**Requirements:** Pick up the golf fitness passage right after its last sentence and keep it going.

**Source extract:**
The world’s greatest players know that the most effective way to improve a golf game is to improve the quality of the body playing the sport.  The players who are winning are the ones training their bodies to get more “golf fit.”  Whether you are looking to hit the ball farther and straighter, or to play pain-free – golf fitness is your “X” factor.  This may be the greatest influence determining the success of a golfer at the most elite level of the sport.

Playing at an optimal level requires you to optimize the body that is swinging the club.

One of the main reasons players find it difficult to improve their swing is that they are often unable to physically perform the technique that they and their golf instructor are trying to achieve.  If a player lacks the mobility, strength, or proprioception to move in a specific direction, range, or kinematic sequence their golf teacher is instructing them to do, they may simply not have the physical skill set to do it.  They are most likely working on a movement that their physical state has not “earned.”  

Enhanced movement brings a more efficient golf swing.  A more efficient golf swing allows you to quickly and safely make changes to your technique.  The most effective way to improve technique and scoring will not be to continually beat balls on the range, but rather to improve the body.

 

 

There are three key principles to developing a technically efficient golf swing – ground force reaction (GRF), the kinetic chain, and potential energy.  Each of these principles plays an integral role in improving power and speed generation. 

Let’s first take a look at Ground Reaction Force (GRF).  For maximal power creation, the ground must be the first link in the chain of energy transfer.  The force the ground transmits into a golfer is known as the ground reaction force.  GRF is then transferred up through the legs, into the pelvis, throughout the core, shoulders, arms, and finally golf club and ball.  Transmitting this energy from the ground to the ball with the most efficiency creates the most power in your body.

The best ball strikers all follow the same “Kinematic Sequence”.  There is an identical sequence of speed or energy initiation followed by an identical sequence of energy transfer.  All great ball strikers begin by generating speed from their lower body and transferring that speed through their torso into their arms and then into the club.  Each segment of the body builds on the previous segment, increasing speed up the chain.  Each segment of the chain slows down as the next segment continues to accelerate.  Sequence is the key to consistency and accuracy.  Energy transfer and segmental stabilization is the key to power.  Weakness or injury in one area of the body will impede the transfer of energy.  The body then compensates and as a result will lead to overuse injuries within the joints, muscles, tendons, and ligaments, making an efficient swing impossible.

A big misconception is that you have to be strong and fast to generate power in your golf swing. 

Power can be improved by increasing the amount of potential energy that is stored within the body and used to create force.  Improving the body's ability to move directly correlates to power.  Increasing joint movement by just 10% results in a large accumulation of movement potential throughout the swing.

**Raw records:**

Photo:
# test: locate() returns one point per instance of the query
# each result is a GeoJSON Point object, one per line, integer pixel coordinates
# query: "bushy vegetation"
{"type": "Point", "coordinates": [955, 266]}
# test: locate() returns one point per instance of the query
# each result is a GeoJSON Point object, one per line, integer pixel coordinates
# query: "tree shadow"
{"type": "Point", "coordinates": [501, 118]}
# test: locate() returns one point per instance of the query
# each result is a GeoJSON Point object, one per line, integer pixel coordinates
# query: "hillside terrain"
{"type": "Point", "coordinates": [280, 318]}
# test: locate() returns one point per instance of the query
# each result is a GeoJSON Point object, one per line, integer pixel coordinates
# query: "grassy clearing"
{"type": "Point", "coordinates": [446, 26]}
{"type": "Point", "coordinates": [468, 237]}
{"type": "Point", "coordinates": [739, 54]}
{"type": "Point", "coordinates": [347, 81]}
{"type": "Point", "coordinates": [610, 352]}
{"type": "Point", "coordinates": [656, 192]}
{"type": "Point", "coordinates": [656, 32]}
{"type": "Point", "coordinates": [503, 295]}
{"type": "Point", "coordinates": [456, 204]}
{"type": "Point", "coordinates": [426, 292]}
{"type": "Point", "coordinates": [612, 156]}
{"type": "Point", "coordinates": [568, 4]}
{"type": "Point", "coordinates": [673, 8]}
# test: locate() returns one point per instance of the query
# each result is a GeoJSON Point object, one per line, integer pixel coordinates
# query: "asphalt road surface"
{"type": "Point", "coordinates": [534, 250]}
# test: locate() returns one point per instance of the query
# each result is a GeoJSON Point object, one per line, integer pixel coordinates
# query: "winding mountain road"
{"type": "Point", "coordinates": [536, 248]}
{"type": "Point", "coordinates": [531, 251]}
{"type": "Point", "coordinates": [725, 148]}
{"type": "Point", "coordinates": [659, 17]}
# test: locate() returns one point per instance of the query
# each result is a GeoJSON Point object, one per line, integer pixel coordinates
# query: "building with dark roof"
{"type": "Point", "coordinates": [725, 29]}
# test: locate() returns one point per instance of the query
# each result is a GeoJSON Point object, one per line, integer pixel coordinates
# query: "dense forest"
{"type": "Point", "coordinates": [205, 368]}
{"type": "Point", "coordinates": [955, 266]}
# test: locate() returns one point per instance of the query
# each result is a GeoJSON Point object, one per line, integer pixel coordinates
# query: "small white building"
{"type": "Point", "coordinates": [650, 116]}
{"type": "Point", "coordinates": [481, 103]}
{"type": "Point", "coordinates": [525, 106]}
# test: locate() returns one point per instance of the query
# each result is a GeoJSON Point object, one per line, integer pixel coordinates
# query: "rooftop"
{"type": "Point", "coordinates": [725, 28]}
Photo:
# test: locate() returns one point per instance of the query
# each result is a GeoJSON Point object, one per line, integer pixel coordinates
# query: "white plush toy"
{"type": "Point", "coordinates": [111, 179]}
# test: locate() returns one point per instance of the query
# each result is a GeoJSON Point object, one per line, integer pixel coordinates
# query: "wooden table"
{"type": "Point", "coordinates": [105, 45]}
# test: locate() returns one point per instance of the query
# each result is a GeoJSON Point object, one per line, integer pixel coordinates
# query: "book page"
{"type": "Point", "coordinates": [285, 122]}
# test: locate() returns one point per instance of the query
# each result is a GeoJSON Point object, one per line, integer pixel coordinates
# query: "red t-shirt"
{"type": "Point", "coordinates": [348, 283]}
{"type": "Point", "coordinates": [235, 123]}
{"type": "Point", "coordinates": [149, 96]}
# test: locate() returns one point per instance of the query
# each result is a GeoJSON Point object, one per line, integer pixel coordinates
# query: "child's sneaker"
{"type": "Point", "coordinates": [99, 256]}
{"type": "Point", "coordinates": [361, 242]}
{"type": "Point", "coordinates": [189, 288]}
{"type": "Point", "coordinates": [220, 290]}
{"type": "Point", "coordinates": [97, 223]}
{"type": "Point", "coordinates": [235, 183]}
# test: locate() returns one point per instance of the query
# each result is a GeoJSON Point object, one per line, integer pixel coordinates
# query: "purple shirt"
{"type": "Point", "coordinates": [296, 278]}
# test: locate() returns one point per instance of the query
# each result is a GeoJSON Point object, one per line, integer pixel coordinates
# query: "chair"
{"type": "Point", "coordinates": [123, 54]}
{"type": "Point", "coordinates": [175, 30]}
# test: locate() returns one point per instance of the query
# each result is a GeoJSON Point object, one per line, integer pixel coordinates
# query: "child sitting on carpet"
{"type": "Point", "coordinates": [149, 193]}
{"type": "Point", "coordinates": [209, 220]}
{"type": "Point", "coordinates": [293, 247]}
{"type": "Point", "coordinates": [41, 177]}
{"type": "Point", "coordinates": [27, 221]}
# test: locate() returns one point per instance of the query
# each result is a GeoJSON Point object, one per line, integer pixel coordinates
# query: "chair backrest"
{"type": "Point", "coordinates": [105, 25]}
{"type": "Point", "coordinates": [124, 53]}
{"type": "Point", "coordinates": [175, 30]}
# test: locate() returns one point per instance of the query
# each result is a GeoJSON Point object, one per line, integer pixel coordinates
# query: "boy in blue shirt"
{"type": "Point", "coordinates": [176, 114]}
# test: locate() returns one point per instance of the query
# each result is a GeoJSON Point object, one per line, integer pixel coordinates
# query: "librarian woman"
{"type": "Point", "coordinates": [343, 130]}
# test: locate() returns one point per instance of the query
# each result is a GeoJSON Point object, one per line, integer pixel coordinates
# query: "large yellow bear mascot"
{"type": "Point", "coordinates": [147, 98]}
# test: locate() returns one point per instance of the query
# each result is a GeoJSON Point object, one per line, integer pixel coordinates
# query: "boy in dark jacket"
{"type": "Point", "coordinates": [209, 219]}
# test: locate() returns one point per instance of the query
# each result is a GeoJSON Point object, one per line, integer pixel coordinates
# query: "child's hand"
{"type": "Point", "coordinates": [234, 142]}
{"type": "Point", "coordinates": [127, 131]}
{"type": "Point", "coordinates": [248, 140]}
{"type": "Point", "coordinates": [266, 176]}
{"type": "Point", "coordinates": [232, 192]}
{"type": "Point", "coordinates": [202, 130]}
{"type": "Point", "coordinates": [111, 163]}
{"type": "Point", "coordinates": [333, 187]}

==

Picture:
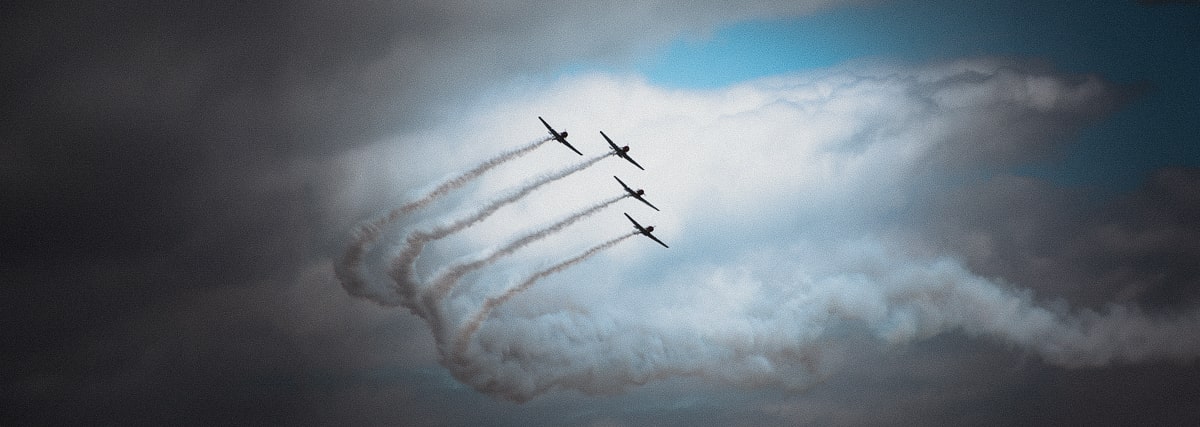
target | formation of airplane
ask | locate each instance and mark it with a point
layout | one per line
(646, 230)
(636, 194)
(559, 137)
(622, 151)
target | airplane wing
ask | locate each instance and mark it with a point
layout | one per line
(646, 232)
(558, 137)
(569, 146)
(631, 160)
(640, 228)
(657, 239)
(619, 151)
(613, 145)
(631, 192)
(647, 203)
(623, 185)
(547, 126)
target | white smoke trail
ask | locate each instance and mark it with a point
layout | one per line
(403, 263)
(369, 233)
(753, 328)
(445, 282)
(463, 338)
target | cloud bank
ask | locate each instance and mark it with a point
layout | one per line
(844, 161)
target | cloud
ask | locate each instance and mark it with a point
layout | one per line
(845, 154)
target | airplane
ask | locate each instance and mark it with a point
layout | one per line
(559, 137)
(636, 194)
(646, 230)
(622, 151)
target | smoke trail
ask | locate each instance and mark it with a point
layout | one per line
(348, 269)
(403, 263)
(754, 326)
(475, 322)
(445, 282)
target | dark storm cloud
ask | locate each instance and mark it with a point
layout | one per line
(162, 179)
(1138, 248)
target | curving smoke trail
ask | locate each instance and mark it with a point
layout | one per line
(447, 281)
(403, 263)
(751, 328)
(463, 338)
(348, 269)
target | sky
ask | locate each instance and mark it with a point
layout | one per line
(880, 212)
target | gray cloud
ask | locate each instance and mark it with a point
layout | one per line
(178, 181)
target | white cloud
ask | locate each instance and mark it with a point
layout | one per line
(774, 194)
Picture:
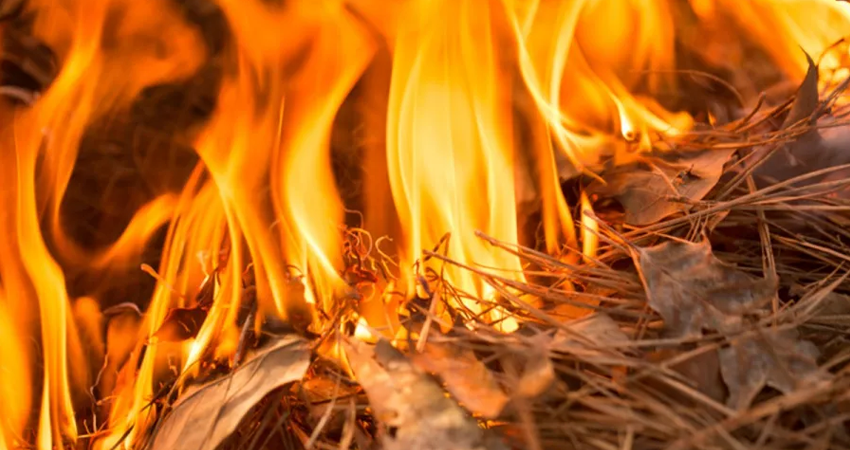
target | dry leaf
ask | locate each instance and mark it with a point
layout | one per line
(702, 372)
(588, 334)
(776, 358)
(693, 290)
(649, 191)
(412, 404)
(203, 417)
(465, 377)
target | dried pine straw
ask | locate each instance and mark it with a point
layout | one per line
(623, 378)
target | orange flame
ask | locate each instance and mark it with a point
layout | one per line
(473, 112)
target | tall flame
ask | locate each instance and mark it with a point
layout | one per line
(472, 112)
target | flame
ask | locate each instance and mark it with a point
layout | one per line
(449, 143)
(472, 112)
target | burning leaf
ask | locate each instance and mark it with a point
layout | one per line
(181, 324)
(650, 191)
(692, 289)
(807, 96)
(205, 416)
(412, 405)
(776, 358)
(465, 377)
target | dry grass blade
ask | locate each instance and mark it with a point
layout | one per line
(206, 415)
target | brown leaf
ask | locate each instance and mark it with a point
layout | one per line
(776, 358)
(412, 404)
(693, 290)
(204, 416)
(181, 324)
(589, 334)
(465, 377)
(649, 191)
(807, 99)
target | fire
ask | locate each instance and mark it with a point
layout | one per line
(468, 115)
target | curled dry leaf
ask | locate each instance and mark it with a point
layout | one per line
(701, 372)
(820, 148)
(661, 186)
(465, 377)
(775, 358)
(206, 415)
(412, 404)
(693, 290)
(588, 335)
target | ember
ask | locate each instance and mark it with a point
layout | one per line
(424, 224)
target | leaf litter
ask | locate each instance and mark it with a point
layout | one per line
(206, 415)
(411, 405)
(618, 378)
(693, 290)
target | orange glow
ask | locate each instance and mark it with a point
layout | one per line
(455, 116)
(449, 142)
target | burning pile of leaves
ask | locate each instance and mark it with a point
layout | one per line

**Output for this exercise:**
 Increased mobility = increased potential energy. 

When a golfer can increase their mobility and move with a full range of motion as they move to the top of their backswing, they can create maximal potential energy within the body that can then be transferred to the clubhead through the kinematic sequence as the downswing leads to impact.  READ THAT AGAIN! 

You can only maximize the use of this potential energy stored in your backswing IF you can efficiently transfer the energy through the kinetic chain.  Mobility is useless (and may even do more damage!) if it cannot be controlled.  A proper fitness training program for golf increase mobility (or potential energy) AND a way to control it.

 

 

For a golfer to efficiently transfer energy during their golf swing, ALL skill sets – kinetic balance, stability, power – must be present as they move their bodies through the required range of motion.  If one area is limited, the swing suffers and injuries occur. 

A successful golf fitness routine will include mobility exercise, stability movements for the core, lumbo-pelvic-hip region and shoulders, balance and proprioception (body awareness) exercises, and strength and power movements.  Cycling through periodized training “phases” ensures constant progressions for your body and continued gains. 

Every golfer’s body is different.  The exercises a golfer needs depend on what aspects of golf fitness need the most work.  A successful fitness program should be designed around three things:

  1. Always begin with a comprehensive movement assessment.

  2. Specific training goals.

  3. The specific timing of the training program.

Always begin with a comprehensive movement assessment.  Titleist Performance Institute’s philosophy of the human body: “The body works in an alternating pattern of stable segments connected by mobile joints.  If this pattern is altered – dysfunction and compensation will occur.”  I utilize the TPI Screening to assess foundational mobility and stability movement patterns.  This will identify the player's strengths and weakness – limitations, and restrictions – that allows the training professional to create the most efficient fitness program possible.  Assess don’t guess!

Specific training goalsMost golfer’s training goals are to "hit the ball far and straight."  Hopefully, you now have a better understanding that to hit the golf ball well depends on how efficiently and effectively your body moves throughout the golf swing.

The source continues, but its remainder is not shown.